Return every line in the data below that contains the word "blurred".

Extracted data entries
* START *
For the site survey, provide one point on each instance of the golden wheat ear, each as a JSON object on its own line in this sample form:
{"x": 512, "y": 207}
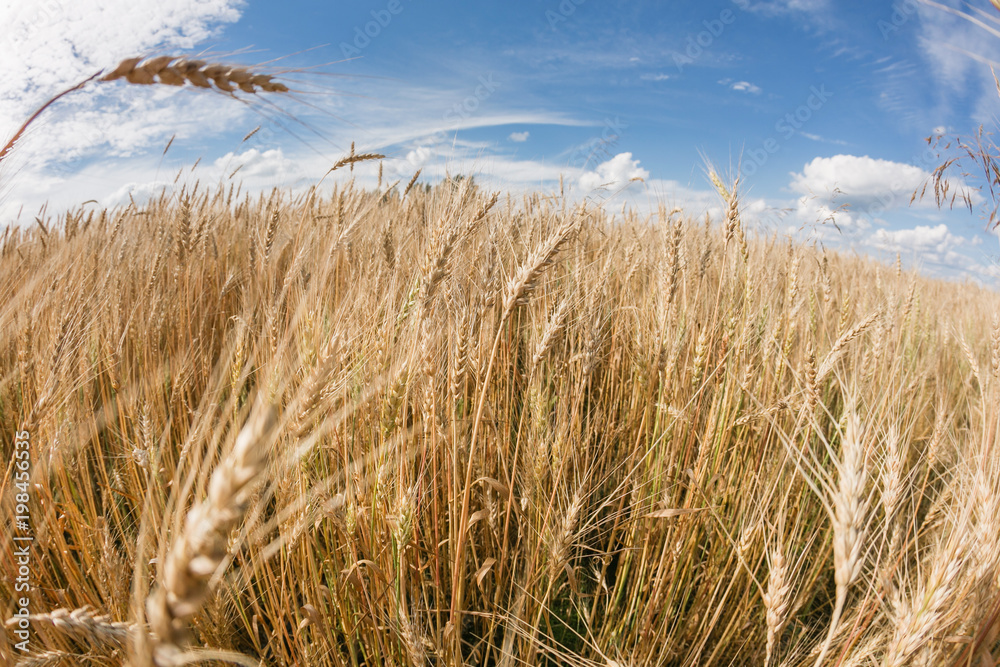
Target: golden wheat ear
{"x": 171, "y": 71}
{"x": 177, "y": 71}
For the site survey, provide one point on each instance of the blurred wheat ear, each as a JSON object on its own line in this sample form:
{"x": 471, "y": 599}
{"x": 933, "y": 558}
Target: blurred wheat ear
{"x": 171, "y": 71}
{"x": 200, "y": 551}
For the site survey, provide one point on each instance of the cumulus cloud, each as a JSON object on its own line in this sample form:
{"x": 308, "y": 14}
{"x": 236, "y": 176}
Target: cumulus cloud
{"x": 746, "y": 87}
{"x": 851, "y": 188}
{"x": 613, "y": 174}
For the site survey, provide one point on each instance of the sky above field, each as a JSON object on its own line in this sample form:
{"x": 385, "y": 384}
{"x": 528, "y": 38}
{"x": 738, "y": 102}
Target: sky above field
{"x": 821, "y": 108}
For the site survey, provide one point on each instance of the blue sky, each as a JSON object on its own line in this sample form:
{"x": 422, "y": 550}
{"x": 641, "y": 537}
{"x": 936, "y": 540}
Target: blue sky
{"x": 823, "y": 106}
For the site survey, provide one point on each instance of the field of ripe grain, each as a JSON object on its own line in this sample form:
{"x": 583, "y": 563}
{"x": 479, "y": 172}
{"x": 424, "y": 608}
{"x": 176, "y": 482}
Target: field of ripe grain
{"x": 441, "y": 428}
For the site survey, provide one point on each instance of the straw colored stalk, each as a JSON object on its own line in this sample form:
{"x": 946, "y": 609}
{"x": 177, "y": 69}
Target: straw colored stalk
{"x": 199, "y": 551}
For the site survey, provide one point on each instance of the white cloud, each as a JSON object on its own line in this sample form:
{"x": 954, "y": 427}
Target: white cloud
{"x": 860, "y": 178}
{"x": 851, "y": 188}
{"x": 613, "y": 174}
{"x": 47, "y": 47}
{"x": 746, "y": 87}
{"x": 817, "y": 137}
{"x": 937, "y": 251}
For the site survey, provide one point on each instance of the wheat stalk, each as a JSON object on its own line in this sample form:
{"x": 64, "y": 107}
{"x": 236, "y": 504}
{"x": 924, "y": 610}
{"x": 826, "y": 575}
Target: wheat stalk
{"x": 199, "y": 551}
{"x": 169, "y": 70}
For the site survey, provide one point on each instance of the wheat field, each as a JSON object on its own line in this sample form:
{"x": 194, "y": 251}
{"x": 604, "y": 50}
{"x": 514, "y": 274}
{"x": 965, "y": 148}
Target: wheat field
{"x": 434, "y": 425}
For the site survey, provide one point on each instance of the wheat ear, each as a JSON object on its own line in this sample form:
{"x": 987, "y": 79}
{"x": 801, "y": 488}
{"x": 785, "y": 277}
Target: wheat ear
{"x": 169, "y": 70}
{"x": 849, "y": 521}
{"x": 199, "y": 551}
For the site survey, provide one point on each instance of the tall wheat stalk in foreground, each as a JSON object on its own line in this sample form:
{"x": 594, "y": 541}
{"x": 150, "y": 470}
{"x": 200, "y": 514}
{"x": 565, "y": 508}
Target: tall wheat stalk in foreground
{"x": 167, "y": 70}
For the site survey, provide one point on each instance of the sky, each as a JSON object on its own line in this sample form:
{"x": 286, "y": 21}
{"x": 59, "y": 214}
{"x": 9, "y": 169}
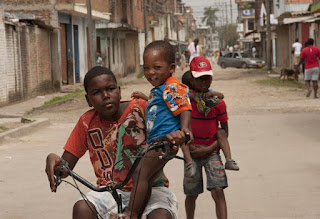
* END *
(Answer for this exercise):
For the site survey, provide one point on each instance of the blurred wheat ear, each as a JSON object on its own line in this sample form:
Target: blurred wheat ear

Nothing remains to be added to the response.